What you are asked to do:
Gather every line in the records below that contains the string "trim", and copy each one unchanged.

Data records:
--- BEGIN ---

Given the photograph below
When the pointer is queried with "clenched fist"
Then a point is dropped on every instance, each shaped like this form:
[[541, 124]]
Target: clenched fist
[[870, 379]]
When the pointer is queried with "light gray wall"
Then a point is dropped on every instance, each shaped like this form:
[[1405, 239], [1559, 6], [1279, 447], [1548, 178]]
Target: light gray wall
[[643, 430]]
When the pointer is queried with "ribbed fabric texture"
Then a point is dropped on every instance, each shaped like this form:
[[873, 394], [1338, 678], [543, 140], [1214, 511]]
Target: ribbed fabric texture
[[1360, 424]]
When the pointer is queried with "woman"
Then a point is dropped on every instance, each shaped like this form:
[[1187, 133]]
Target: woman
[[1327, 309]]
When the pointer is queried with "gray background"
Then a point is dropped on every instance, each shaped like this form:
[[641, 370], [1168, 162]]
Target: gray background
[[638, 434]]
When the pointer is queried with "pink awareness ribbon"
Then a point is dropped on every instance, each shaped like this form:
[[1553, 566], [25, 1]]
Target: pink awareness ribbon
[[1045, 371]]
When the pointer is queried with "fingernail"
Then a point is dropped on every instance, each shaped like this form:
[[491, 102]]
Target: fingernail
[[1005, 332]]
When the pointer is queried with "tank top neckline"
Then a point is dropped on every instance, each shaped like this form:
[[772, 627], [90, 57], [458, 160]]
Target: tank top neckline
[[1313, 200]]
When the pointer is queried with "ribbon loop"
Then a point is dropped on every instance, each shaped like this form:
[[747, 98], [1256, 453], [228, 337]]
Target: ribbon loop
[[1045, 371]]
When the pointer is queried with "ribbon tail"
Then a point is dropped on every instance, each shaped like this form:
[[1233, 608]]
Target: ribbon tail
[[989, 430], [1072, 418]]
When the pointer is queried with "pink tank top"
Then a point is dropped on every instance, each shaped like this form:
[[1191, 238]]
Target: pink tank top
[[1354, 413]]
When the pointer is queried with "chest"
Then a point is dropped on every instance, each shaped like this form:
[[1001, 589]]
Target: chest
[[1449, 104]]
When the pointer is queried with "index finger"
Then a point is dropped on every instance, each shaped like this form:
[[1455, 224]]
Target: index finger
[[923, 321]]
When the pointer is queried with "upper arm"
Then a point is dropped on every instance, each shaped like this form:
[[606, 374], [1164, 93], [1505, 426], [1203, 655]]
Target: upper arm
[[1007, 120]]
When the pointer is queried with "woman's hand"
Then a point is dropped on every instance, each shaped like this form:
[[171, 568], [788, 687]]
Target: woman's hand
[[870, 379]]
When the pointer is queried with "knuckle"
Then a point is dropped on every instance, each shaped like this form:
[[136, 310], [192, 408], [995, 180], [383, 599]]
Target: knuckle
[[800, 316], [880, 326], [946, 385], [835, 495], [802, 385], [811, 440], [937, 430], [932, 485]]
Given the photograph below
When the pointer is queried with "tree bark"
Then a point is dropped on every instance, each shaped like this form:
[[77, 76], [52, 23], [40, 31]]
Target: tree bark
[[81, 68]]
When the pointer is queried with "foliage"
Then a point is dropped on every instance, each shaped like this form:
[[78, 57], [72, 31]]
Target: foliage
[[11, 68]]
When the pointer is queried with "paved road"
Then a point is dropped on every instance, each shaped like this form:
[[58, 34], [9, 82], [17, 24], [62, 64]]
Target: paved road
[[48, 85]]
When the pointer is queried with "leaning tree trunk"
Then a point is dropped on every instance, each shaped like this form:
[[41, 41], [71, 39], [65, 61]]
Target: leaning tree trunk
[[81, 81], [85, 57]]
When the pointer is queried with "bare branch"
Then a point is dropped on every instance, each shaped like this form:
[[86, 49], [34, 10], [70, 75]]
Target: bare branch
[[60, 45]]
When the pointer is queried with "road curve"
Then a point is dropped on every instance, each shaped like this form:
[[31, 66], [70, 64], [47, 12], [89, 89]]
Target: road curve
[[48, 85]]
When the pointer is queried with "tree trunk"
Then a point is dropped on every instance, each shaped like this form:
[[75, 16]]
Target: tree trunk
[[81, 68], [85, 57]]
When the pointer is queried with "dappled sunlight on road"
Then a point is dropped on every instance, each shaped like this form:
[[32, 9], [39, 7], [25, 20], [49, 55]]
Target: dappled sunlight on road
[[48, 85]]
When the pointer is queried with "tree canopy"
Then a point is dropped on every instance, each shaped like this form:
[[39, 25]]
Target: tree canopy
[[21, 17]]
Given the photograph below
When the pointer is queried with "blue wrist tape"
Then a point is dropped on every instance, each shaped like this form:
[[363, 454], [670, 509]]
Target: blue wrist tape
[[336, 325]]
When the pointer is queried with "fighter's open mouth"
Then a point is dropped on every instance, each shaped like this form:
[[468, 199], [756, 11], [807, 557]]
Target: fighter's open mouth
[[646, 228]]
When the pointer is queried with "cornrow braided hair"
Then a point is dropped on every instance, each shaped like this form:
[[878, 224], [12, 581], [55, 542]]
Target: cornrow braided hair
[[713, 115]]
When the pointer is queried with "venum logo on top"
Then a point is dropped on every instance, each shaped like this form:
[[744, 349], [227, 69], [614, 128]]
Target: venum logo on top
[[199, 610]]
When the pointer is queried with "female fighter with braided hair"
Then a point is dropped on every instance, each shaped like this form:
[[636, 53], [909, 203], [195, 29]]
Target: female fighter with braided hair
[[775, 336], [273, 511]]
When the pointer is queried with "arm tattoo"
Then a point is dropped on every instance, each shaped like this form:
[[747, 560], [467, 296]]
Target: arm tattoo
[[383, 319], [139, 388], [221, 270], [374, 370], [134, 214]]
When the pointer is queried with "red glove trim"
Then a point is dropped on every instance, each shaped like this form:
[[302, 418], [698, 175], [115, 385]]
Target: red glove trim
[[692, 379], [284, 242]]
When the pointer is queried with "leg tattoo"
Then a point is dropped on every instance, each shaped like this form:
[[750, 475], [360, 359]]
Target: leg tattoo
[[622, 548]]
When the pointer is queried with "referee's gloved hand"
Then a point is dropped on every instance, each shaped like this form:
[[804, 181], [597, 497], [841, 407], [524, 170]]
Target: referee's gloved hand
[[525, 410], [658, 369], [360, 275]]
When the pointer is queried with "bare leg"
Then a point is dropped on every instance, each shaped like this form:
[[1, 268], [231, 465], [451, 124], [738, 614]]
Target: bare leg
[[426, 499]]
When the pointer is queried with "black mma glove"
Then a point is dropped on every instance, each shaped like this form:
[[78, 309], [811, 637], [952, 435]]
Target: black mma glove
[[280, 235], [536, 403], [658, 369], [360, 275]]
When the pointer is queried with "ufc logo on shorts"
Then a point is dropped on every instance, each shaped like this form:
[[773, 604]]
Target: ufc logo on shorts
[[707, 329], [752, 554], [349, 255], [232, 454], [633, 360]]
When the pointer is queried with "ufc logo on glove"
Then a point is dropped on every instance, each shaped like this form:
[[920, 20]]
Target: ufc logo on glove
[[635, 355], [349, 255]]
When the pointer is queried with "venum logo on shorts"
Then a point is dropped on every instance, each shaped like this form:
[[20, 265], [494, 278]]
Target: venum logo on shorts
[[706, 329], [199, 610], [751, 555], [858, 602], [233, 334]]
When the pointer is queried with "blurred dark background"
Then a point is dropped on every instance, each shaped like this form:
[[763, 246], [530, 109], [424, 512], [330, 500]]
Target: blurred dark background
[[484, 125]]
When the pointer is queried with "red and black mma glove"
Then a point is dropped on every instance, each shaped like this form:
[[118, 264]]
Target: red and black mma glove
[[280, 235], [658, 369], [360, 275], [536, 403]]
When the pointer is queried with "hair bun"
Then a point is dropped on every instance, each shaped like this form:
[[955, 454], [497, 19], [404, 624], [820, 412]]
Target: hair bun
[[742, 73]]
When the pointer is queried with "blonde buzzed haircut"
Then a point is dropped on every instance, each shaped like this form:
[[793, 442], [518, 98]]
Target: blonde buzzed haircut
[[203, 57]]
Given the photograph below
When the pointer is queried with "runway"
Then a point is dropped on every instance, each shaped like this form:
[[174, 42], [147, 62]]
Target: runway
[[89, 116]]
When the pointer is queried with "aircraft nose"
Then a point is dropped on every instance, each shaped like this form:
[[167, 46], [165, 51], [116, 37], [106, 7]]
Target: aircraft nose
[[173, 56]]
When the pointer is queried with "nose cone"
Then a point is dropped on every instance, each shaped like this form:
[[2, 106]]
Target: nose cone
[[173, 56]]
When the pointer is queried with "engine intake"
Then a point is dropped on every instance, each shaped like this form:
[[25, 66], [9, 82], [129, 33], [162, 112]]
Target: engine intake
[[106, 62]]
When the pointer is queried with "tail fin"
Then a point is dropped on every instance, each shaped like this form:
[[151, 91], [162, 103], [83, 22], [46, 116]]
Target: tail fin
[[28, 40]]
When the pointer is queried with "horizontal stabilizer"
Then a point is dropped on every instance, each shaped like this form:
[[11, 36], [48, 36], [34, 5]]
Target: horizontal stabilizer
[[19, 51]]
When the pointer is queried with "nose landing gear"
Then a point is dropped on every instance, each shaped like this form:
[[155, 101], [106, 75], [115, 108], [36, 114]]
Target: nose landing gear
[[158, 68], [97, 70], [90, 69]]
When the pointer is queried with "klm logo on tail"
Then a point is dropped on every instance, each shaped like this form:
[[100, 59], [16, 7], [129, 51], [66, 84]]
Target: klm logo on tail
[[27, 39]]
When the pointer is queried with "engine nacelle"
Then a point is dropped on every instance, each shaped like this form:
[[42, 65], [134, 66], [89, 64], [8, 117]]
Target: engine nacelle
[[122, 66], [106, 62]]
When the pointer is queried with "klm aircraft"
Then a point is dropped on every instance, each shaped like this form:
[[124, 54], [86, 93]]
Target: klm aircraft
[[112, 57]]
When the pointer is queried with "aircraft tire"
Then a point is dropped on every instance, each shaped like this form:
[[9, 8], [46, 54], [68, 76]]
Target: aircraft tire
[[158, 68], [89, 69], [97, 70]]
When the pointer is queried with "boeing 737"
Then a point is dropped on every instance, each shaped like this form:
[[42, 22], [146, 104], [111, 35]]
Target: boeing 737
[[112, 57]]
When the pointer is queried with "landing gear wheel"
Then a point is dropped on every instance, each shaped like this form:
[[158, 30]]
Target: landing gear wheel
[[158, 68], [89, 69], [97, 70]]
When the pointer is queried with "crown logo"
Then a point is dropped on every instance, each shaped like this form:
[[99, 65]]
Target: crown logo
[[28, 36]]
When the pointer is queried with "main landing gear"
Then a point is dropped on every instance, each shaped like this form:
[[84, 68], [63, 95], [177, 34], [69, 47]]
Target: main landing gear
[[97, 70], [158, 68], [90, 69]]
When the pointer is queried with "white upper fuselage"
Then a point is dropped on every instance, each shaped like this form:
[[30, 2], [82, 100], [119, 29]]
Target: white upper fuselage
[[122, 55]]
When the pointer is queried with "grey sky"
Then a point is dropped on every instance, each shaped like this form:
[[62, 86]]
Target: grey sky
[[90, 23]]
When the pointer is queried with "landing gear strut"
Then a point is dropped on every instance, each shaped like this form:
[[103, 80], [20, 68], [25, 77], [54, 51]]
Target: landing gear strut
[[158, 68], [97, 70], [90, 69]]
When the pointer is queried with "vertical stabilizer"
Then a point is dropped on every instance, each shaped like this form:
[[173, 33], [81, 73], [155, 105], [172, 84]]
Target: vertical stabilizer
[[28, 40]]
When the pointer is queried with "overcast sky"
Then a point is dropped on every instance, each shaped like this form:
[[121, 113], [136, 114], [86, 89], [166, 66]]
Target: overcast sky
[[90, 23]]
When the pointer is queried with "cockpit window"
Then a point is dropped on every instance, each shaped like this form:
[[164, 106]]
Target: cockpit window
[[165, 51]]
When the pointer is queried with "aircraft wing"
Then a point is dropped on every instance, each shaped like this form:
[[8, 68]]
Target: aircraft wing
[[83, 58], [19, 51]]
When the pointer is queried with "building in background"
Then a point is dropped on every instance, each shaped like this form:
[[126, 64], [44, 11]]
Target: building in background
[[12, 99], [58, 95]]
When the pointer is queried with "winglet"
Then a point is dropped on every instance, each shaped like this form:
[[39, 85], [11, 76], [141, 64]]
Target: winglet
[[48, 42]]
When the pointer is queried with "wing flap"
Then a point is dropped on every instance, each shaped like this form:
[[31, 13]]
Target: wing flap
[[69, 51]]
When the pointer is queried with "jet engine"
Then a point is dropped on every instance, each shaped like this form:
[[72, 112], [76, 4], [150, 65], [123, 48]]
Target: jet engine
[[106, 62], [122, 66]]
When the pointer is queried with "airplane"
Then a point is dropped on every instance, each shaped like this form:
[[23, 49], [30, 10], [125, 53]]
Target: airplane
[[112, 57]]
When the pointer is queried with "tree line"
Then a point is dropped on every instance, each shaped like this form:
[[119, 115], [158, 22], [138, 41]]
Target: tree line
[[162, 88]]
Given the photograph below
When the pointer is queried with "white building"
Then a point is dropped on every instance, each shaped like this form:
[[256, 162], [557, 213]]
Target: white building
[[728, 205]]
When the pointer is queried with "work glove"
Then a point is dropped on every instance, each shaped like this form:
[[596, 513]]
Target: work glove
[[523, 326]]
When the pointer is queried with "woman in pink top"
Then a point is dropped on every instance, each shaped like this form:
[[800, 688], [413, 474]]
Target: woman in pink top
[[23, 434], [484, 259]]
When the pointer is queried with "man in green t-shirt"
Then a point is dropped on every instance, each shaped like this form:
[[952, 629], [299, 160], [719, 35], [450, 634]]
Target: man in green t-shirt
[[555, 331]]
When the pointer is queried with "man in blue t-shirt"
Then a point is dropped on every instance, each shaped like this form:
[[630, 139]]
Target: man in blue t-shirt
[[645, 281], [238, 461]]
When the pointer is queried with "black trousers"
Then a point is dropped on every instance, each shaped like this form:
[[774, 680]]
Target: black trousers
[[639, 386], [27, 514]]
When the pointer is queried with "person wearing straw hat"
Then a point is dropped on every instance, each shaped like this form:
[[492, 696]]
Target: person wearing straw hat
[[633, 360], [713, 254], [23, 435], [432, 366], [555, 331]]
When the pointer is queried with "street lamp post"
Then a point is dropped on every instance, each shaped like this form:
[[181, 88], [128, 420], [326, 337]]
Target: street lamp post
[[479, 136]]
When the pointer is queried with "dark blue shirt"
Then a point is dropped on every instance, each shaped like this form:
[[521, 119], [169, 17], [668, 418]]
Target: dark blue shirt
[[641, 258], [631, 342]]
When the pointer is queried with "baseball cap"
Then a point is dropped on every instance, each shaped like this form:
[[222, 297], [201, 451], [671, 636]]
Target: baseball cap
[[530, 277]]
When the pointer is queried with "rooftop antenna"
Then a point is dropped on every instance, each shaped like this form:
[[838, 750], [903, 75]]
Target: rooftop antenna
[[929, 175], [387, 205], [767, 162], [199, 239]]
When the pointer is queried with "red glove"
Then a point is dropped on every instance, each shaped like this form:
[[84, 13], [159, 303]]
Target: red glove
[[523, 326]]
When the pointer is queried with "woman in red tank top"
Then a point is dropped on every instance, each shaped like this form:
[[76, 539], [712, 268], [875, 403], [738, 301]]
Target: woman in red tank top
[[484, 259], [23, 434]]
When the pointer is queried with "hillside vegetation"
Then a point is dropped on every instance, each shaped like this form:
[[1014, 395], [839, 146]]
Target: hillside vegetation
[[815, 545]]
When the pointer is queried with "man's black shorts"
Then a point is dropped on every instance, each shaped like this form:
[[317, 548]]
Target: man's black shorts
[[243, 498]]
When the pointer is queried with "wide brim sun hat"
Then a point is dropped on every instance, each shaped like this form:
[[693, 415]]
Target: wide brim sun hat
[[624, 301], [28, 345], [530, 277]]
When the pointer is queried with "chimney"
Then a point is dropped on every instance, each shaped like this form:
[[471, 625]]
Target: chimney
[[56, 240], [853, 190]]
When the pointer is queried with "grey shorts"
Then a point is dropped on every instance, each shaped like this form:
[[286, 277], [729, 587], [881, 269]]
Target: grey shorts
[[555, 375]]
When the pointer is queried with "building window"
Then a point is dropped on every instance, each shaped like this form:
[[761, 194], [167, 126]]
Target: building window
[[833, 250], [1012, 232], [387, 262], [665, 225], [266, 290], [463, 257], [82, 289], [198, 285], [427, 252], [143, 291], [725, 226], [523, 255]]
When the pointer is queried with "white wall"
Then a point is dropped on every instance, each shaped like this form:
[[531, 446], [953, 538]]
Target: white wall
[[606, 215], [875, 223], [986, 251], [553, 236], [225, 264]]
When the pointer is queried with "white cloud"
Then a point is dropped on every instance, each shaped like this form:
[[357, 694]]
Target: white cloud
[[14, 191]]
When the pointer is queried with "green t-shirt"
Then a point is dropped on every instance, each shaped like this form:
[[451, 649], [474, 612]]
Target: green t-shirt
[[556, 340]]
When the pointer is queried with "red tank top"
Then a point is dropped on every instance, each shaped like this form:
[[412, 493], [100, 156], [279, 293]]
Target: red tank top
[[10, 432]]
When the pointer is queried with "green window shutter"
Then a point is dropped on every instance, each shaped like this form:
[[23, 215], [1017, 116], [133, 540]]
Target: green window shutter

--- END ---

Problem solution:
When the pointer is queried with "red glove trim"
Target: red glove trim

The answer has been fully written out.